» **Task description**
Repeat word for word the part of the commentary on gold and debt from "Your author is" to "off the table.".

The bull market that began in December 2015 at USD $1,045/ounce is now over four and one-half years old and what is important to remember is the duration of past bulls; the 1970’s bull lasted nine years and the 2002-2011 bull lasted seven years. The gold price is now at all-time highs and ahead over 87% from the 2015 lows. The 1971-1980 bull advanced 2,325% ($35-$850) while the 2002-2011 bull advanced 669% ($250-$1,923) so when I consider the magnitude of debt-creation by the central bankers and the global sovereign treasury politicos, the current bull has a great deal more upside looking out to 2022 and beyond. To the extent that it is debt in the final analysis that must determine gold prices, and since it is the dollar that is in the deepest trouble looking out five or ten years, the fiat currency regime that has dominated the old-World Order becomes compromised and inevitably, financial chaos will ensue. I believe that, notwithstanding a technical rebound in the near term, the decline in dollar since March is the world losing confidence in the supremacy of the U.S. in all aspects.
In January, I told all subscribers that the problem with the world back then was not China-Russia relations or the Middle East or global warming or Black Lives Matter. I told you that it was that four-letter word that haunts every bond trader the world over: DEBT. What caused Jerome Powell to execute the “pivot” last fall? DEBT. Liquidity concerns surrounding dealer long positions in DEBT forced the REPO actions. I said then and repeat now: REPO was the starter’s pistol going off marking the race to the bottom for the credit markets and the beginning of the Great Unraveling. What caused the Fed balance sheet to explode northward in March? DEBT. Why is the Fed today buying all the toxic garbage junk bonds issued by corporate America to finance stock buybacks? DEBT.
Historians like to call these events the “bursting of a bubble” but they are more akin to the first water seeping through a crack in dam or dike. The more compromised that crack becomes, the faster the water flows and the faster the water flows, the more pressure on the crack. Eventually, the entire structure crumbles and the waters flood the countryside. This is exactly where we are. Powell and his global henchmen have been creating new DEBT to accomodate existing DEBT which is like firing a water cannon at the crack to keep back the seas. Eventually, all debt will have to be repudiated and the fiat currency regime of dollar hegemony replaced with some mechanism that prevents the destruction of purchasing power and the disrespect and humiliation of savers. That is what the global markets are now reflecting because those U.S. dollars are buying less and less of everything (stocks, gold, copper art etc.) and that is not about to change.
Your author is a multi-decade investor in precious metals and in the companies that explore for, develop, and produce them. I remain a staunch bull on gold and silver looking out to 2021-2022 but when markets go “vertical” and when the blogosphere and twitterverse all join in with a thunderous chorus of bullish harmonics, it is time to step back and take a few chips off the table.

[Stored data entries]
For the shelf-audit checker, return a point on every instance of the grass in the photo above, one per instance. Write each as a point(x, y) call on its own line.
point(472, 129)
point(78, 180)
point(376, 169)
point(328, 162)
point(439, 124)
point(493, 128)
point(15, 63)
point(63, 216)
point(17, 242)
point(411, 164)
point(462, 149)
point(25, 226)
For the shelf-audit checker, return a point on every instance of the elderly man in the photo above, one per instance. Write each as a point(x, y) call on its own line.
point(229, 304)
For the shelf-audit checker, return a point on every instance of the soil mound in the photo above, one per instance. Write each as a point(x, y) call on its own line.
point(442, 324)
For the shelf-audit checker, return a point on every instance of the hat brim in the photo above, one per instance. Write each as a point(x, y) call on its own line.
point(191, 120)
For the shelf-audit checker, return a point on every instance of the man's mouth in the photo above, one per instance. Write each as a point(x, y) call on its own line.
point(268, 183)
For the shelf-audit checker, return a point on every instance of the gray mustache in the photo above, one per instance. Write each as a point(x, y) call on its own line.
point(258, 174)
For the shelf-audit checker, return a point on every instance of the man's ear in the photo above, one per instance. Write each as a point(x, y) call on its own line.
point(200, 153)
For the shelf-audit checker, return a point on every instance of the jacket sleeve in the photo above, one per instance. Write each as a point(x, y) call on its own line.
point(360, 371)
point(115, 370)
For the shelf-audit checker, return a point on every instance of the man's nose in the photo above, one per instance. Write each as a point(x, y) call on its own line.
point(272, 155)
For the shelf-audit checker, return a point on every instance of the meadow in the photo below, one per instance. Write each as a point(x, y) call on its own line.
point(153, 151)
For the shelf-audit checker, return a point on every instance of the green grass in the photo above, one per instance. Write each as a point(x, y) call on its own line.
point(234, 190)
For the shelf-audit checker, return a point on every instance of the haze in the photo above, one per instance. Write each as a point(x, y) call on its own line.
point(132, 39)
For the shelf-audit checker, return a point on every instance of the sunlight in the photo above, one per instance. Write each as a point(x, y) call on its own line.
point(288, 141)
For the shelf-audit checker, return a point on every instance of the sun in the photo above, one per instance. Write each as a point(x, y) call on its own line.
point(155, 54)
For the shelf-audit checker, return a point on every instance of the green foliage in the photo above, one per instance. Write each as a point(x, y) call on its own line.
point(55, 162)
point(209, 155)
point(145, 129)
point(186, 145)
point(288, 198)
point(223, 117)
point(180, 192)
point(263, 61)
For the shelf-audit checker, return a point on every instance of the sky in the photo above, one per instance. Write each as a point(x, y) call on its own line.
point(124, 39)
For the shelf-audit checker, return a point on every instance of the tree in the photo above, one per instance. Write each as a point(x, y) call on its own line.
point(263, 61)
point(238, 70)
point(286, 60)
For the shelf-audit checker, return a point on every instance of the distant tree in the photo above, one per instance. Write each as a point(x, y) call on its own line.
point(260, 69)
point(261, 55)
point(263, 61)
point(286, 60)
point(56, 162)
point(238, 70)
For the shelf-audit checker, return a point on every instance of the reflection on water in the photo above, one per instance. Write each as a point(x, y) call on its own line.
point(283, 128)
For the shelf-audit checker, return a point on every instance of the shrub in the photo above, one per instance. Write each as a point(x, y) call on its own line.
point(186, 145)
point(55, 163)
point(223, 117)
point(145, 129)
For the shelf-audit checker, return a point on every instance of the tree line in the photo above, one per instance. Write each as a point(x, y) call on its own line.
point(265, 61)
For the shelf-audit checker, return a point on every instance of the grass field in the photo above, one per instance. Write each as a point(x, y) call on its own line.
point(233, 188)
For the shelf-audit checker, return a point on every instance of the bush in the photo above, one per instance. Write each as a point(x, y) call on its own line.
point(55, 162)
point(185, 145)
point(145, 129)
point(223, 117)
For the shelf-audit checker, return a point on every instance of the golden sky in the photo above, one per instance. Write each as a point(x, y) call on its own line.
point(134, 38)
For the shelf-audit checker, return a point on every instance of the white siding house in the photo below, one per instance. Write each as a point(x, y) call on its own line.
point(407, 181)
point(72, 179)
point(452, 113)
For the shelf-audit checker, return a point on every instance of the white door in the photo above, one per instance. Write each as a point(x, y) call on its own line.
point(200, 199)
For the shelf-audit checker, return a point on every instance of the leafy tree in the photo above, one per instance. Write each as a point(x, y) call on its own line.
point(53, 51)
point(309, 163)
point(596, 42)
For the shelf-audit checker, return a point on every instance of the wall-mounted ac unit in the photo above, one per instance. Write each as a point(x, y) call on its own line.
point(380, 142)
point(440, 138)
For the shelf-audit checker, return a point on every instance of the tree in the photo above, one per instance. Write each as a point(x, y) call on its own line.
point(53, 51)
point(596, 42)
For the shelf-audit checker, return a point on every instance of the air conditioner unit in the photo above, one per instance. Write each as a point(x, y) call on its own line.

» **Solution to this problem**
Your author is a multi-decade investor in precious metals and in the companies that explore for, develop, and produce them. I remain a staunch bull on gold and silver looking out to 2021-2022 but when markets go “vertical” and when the blogosphere and twitterverse all join in with a thunderous chorus of bullish harmonics, it is time to step back and take a few chips off the table.